═══ Fragmento de texto

Quedan 21 días para que se acabe esta experiencia
maravillosa que llaman Erasmus. ¿Y cómo estoy? Como si dos camiones tiraran de
mi cuerpo en direcciones opuestas.
Quiero volver a España, quiero abrazar a mis amigos,
discutir con ellos, quiero abrazar a mi sobrina durante horas, y quisiera estar
allí ahora mismo y no estar viendo por vídeo cómo le cantan el cumpleaños feliz
a mi madre.
Por otra parte... no quiero irme. Mi compañera de piso llega
a casa y me dice que no quiere ni pensar en que tenga que irme a final de mes,
el sábado despedimos a un amigo, y el día anterior a otro, y así durante
semanas... llegando a no tener tiempo de despedirte ni de amigos cercanos. Los
exámenes siguen su ritmo apisonador y me encierro en casa, deseando estar de
vuelta en España, deseando dejar los libros e irme otra vez a ver ese atardecer
que tanto me gusta.

══════

__Tarea breve A__:
¿Qué líneas de las entradas de abajo contienen la cadena "stone"? Extráelas sin cambios, una por renglón.

═══ Material de origen

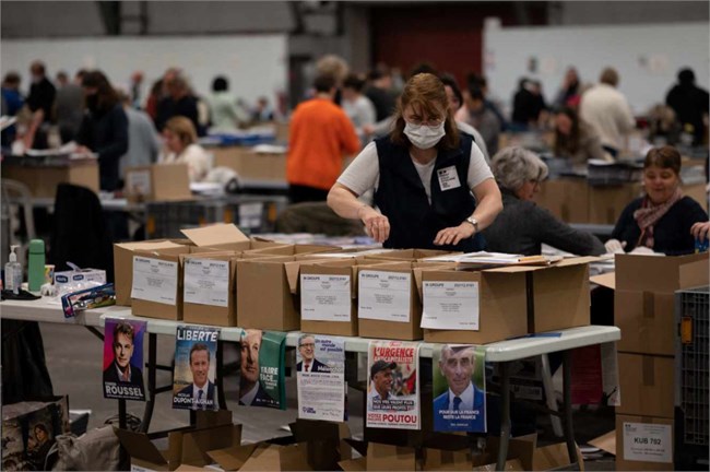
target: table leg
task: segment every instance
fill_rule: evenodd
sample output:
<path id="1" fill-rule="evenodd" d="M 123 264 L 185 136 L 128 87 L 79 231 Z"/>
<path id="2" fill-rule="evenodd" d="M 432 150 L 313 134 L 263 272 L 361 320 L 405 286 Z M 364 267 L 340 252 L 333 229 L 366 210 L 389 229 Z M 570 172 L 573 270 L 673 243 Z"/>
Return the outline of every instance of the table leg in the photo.
<path id="1" fill-rule="evenodd" d="M 157 364 L 157 334 L 147 334 L 147 391 L 145 392 L 145 410 L 143 411 L 143 421 L 141 422 L 141 432 L 147 433 L 151 427 L 151 418 L 153 417 L 153 408 L 155 406 L 155 377 Z"/>
<path id="2" fill-rule="evenodd" d="M 227 409 L 227 399 L 224 398 L 224 341 L 217 341 L 217 352 L 215 353 L 217 378 L 215 387 L 217 388 L 217 401 L 220 410 Z"/>
<path id="3" fill-rule="evenodd" d="M 500 363 L 500 446 L 496 470 L 506 470 L 510 439 L 510 363 Z"/>
<path id="4" fill-rule="evenodd" d="M 563 398 L 565 399 L 565 439 L 569 463 L 577 463 L 577 445 L 572 427 L 572 352 L 563 352 Z"/>

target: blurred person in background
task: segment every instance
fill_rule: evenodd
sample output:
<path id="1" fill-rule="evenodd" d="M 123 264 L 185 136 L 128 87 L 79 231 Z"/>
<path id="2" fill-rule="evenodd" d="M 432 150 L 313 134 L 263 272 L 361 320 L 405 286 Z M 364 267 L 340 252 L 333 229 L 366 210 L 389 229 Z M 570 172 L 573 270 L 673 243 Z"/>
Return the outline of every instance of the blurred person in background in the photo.
<path id="1" fill-rule="evenodd" d="M 165 149 L 158 156 L 158 164 L 187 164 L 191 182 L 204 180 L 210 172 L 211 158 L 197 143 L 194 125 L 184 116 L 170 118 L 163 128 Z"/>
<path id="2" fill-rule="evenodd" d="M 582 94 L 579 104 L 579 116 L 594 128 L 602 146 L 614 158 L 626 148 L 626 135 L 636 127 L 626 97 L 616 90 L 618 83 L 618 72 L 605 68 L 599 83 Z"/>
<path id="3" fill-rule="evenodd" d="M 355 127 L 355 132 L 360 139 L 363 146 L 369 142 L 369 130 L 375 125 L 375 105 L 363 95 L 365 79 L 351 73 L 343 81 L 343 110 Z"/>
<path id="4" fill-rule="evenodd" d="M 681 153 L 673 146 L 654 148 L 643 162 L 643 197 L 622 212 L 606 241 L 608 252 L 667 256 L 693 253 L 696 223 L 708 221 L 698 202 L 681 190 Z"/>
<path id="5" fill-rule="evenodd" d="M 668 91 L 665 104 L 673 108 L 684 131 L 693 135 L 694 145 L 702 144 L 705 118 L 708 116 L 709 103 L 708 91 L 695 84 L 693 69 L 681 69 L 678 83 Z"/>
<path id="6" fill-rule="evenodd" d="M 313 86 L 316 96 L 299 104 L 291 119 L 286 158 L 291 203 L 324 201 L 344 157 L 360 149 L 355 127 L 333 103 L 336 79 L 319 75 Z"/>
<path id="7" fill-rule="evenodd" d="M 206 103 L 212 127 L 217 130 L 235 130 L 249 121 L 237 107 L 237 97 L 229 92 L 229 82 L 224 75 L 215 76 L 212 81 L 212 93 Z"/>
<path id="8" fill-rule="evenodd" d="M 565 157 L 576 169 L 585 169 L 589 160 L 611 161 L 596 131 L 568 106 L 555 113 L 555 156 Z"/>
<path id="9" fill-rule="evenodd" d="M 73 83 L 67 83 L 57 91 L 54 113 L 62 143 L 76 138 L 84 119 L 84 91 L 81 84 L 85 73 L 84 69 L 79 70 Z"/>
<path id="10" fill-rule="evenodd" d="M 78 152 L 98 156 L 99 187 L 120 187 L 119 162 L 128 151 L 128 118 L 118 94 L 102 71 L 88 71 L 82 79 L 86 114 L 76 135 Z"/>
<path id="11" fill-rule="evenodd" d="M 447 92 L 447 97 L 449 98 L 449 110 L 455 117 L 457 111 L 459 111 L 459 109 L 463 104 L 463 95 L 461 95 L 461 90 L 459 88 L 459 84 L 457 80 L 453 78 L 453 75 L 448 73 L 439 75 L 439 79 L 441 80 L 441 83 L 443 84 L 443 88 Z M 468 122 L 460 121 L 458 119 L 457 119 L 457 128 L 459 128 L 459 131 L 471 134 L 473 137 L 473 141 L 483 153 L 486 163 L 490 163 L 490 156 L 488 155 L 488 148 L 486 146 L 486 141 L 483 139 L 478 130 L 472 127 L 471 125 L 469 125 Z"/>
<path id="12" fill-rule="evenodd" d="M 394 122 L 340 176 L 330 208 L 387 248 L 483 249 L 478 233 L 502 209 L 500 192 L 471 135 L 459 133 L 443 83 L 411 78 Z M 358 200 L 370 189 L 378 210 Z"/>
<path id="13" fill-rule="evenodd" d="M 547 165 L 535 153 L 505 148 L 494 156 L 490 168 L 502 194 L 502 211 L 483 232 L 488 250 L 535 256 L 546 244 L 578 256 L 605 252 L 595 236 L 572 228 L 535 204 L 534 196 L 547 177 Z"/>
<path id="14" fill-rule="evenodd" d="M 123 91 L 118 91 L 128 119 L 128 151 L 120 158 L 120 175 L 126 177 L 128 167 L 146 166 L 157 161 L 161 139 L 151 117 L 145 111 L 133 108 L 133 99 Z"/>

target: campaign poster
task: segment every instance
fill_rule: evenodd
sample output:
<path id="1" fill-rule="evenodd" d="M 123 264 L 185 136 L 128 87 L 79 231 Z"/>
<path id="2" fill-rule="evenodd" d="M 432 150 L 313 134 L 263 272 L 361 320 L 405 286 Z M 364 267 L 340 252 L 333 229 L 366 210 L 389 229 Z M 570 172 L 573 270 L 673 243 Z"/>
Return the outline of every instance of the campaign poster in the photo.
<path id="1" fill-rule="evenodd" d="M 371 341 L 367 427 L 419 429 L 419 343 Z"/>
<path id="2" fill-rule="evenodd" d="M 143 334 L 145 321 L 106 318 L 104 398 L 145 401 Z"/>
<path id="3" fill-rule="evenodd" d="M 296 350 L 298 417 L 345 420 L 345 341 L 312 334 L 298 337 Z"/>
<path id="4" fill-rule="evenodd" d="M 286 410 L 284 355 L 286 333 L 244 330 L 239 369 L 239 404 Z"/>
<path id="5" fill-rule="evenodd" d="M 173 408 L 220 410 L 215 387 L 220 328 L 178 326 L 173 373 Z"/>
<path id="6" fill-rule="evenodd" d="M 486 352 L 445 344 L 433 352 L 434 430 L 486 432 Z"/>

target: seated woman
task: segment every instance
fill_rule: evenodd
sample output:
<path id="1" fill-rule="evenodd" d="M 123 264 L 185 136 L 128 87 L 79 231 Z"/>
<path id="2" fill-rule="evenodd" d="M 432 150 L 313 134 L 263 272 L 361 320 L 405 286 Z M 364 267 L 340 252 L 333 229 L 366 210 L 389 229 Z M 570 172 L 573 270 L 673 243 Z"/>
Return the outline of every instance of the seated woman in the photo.
<path id="1" fill-rule="evenodd" d="M 646 194 L 624 209 L 606 241 L 608 252 L 662 252 L 668 256 L 695 251 L 694 224 L 708 214 L 681 190 L 681 153 L 673 146 L 654 148 L 643 163 Z"/>
<path id="2" fill-rule="evenodd" d="M 587 161 L 592 158 L 611 161 L 599 134 L 570 107 L 555 113 L 555 156 L 566 157 L 576 168 L 587 168 Z"/>
<path id="3" fill-rule="evenodd" d="M 191 182 L 204 180 L 210 172 L 210 156 L 197 144 L 198 133 L 189 118 L 170 118 L 163 129 L 165 150 L 157 158 L 158 164 L 187 164 Z"/>
<path id="4" fill-rule="evenodd" d="M 547 165 L 533 152 L 505 148 L 494 156 L 490 168 L 502 193 L 502 212 L 483 232 L 488 250 L 534 256 L 544 243 L 580 256 L 604 252 L 595 236 L 570 227 L 532 201 L 547 177 Z"/>

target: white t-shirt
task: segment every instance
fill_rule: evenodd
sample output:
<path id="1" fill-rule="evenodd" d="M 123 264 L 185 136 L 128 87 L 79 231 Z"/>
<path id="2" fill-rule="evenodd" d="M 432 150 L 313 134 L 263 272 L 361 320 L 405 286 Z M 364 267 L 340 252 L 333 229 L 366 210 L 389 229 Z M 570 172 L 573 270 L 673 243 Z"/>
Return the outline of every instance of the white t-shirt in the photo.
<path id="1" fill-rule="evenodd" d="M 416 168 L 426 197 L 431 203 L 431 173 L 436 158 L 428 164 L 417 163 L 411 155 L 414 168 Z M 490 167 L 486 164 L 483 153 L 475 143 L 471 145 L 471 160 L 469 161 L 469 175 L 466 185 L 473 189 L 482 181 L 493 178 Z M 354 191 L 357 196 L 365 193 L 369 189 L 377 189 L 380 180 L 380 163 L 377 156 L 377 145 L 371 142 L 355 157 L 345 172 L 338 178 L 338 182 Z"/>

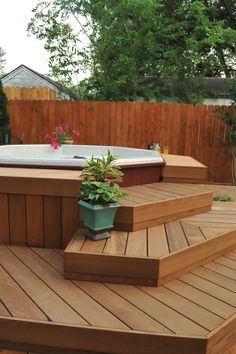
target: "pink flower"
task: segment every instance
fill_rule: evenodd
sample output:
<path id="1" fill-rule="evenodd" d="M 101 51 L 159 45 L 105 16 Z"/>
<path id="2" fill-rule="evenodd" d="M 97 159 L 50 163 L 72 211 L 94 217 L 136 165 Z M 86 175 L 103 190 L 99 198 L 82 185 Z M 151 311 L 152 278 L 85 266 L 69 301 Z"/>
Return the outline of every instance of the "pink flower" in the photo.
<path id="1" fill-rule="evenodd" d="M 56 133 L 63 133 L 63 128 L 60 125 L 58 127 L 56 127 L 54 130 Z"/>
<path id="2" fill-rule="evenodd" d="M 78 131 L 78 129 L 73 129 L 72 133 L 74 136 L 77 136 L 77 137 L 80 136 L 80 132 Z"/>

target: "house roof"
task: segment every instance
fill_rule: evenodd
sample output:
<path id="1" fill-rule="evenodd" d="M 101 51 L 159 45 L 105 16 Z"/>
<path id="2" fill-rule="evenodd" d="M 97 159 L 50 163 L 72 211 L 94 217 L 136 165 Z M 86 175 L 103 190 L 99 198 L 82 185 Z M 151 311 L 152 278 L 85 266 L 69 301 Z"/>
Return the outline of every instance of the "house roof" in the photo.
<path id="1" fill-rule="evenodd" d="M 62 85 L 45 75 L 21 64 L 1 78 L 3 86 L 35 87 L 48 86 L 52 89 L 61 89 Z"/>
<path id="2" fill-rule="evenodd" d="M 229 98 L 229 88 L 236 79 L 221 78 L 221 77 L 206 77 L 206 91 L 214 94 L 215 97 Z"/>

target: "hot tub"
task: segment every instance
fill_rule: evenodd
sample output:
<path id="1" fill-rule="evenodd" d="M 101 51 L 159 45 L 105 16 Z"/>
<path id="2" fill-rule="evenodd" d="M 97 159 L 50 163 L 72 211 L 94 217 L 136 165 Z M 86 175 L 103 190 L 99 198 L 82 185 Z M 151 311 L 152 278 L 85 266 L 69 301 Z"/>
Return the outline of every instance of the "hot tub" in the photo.
<path id="1" fill-rule="evenodd" d="M 53 150 L 50 145 L 0 146 L 1 167 L 81 170 L 91 156 L 106 156 L 108 149 L 124 172 L 123 186 L 159 182 L 165 162 L 153 150 L 117 146 L 62 145 Z"/>

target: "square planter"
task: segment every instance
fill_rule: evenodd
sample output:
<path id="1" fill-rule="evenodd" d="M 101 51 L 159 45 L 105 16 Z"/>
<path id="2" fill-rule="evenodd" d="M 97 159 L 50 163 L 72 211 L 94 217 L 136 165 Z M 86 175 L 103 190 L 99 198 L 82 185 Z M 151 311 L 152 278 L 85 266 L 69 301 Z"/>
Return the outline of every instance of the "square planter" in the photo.
<path id="1" fill-rule="evenodd" d="M 109 229 L 113 227 L 118 203 L 108 205 L 90 204 L 83 200 L 79 201 L 84 225 L 89 229 L 86 234 L 92 240 L 101 240 L 110 237 Z"/>

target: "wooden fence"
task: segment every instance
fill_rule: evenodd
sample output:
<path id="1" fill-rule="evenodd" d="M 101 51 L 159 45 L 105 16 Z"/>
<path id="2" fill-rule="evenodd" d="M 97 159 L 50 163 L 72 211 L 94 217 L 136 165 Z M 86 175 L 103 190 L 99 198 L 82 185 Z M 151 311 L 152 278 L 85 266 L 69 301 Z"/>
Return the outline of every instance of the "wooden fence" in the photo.
<path id="1" fill-rule="evenodd" d="M 171 154 L 189 155 L 209 168 L 209 181 L 231 182 L 224 149 L 224 123 L 217 106 L 82 101 L 9 101 L 13 142 L 42 144 L 58 124 L 80 130 L 79 144 L 147 148 L 168 145 Z"/>
<path id="2" fill-rule="evenodd" d="M 48 87 L 4 87 L 9 100 L 55 100 L 56 91 Z"/>

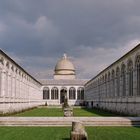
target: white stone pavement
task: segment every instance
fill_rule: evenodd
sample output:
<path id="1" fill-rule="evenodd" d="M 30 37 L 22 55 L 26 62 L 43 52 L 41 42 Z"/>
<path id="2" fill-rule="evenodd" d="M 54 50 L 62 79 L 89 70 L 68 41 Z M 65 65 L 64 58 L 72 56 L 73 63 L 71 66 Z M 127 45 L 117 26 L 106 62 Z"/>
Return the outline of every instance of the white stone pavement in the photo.
<path id="1" fill-rule="evenodd" d="M 140 126 L 140 117 L 0 117 L 0 126 Z"/>

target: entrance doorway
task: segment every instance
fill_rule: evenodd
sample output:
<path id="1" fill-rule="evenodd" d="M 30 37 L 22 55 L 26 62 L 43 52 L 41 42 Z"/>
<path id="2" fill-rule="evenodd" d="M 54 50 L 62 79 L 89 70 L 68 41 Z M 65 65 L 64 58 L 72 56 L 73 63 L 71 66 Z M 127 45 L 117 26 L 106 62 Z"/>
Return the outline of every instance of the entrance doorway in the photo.
<path id="1" fill-rule="evenodd" d="M 64 103 L 64 99 L 67 97 L 67 89 L 62 88 L 60 91 L 60 104 Z"/>

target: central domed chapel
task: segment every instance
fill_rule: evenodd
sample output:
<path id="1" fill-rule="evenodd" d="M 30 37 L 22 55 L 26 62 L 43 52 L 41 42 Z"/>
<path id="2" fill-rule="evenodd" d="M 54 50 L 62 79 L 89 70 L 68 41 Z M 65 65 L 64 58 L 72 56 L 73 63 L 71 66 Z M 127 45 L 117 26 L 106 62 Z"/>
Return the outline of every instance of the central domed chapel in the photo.
<path id="1" fill-rule="evenodd" d="M 56 63 L 54 79 L 42 79 L 43 99 L 48 105 L 60 105 L 67 97 L 70 105 L 83 105 L 84 84 L 87 80 L 76 79 L 73 63 L 66 54 Z"/>

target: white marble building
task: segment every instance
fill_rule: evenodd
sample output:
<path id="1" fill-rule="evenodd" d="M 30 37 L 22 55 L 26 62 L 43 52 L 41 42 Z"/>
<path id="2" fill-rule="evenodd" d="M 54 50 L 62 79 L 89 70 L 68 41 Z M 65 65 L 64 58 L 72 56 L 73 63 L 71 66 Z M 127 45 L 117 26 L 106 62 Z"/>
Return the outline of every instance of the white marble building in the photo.
<path id="1" fill-rule="evenodd" d="M 76 79 L 74 65 L 66 54 L 55 66 L 54 79 L 40 82 L 43 85 L 43 99 L 48 105 L 62 104 L 65 96 L 69 105 L 83 105 L 84 84 L 87 80 Z"/>
<path id="2" fill-rule="evenodd" d="M 91 80 L 76 79 L 66 55 L 54 70 L 53 79 L 36 80 L 0 50 L 0 114 L 38 105 L 97 107 L 126 114 L 140 114 L 140 45 Z"/>
<path id="3" fill-rule="evenodd" d="M 85 101 L 126 114 L 140 114 L 140 44 L 85 84 Z"/>
<path id="4" fill-rule="evenodd" d="M 41 83 L 0 50 L 0 114 L 42 105 Z"/>

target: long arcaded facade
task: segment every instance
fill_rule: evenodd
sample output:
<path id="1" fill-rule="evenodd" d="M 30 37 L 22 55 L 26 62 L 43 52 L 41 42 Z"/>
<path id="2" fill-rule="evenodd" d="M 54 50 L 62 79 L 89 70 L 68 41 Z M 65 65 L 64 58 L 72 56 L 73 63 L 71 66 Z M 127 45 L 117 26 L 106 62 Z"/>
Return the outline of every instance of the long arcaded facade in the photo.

══════

__Tarea breve B__:
Continúa el relato de arriba sobre el final de la estancia Erasmus a partir de su última frase.

__Respuesta escrita A__:
target: white stone pavement
Return the outline of every instance of the white stone pavement in the photo.

__Respuesta escrita B__:
Empiezo a pensar y me doy cuenta que echaré de menos la
ciudad, echaré de menos las personas. A pesar de las miles de historias que
tengo que contar no serán ellas las que echaré mas de menos, sino los detalles,
los gestos. Echaré de menos los abrazos de Alessadro, la sonrisa franca de
Sergio, la calma de Leire, la risa de Simone, el desparpajo de Marco, las
canciones de Andone, las locuras de Joaquín, las manos de Sarah, la mente
abierta de Naroa, los pasos de María, los bailes de Tiziano, la mirada de
Filippo, las charlas con Patricia, los planes de Teresa, el torrente de energía
de Cathy...
Y aún así cuando le digo a mi padre que desearía estar en
casa con ellos lo digo desde el fondo de mi corazón y, con el corazón
encongido, cuando me responde que “ya me queda poco” no sé si llorar de
felicidad o de tristeza.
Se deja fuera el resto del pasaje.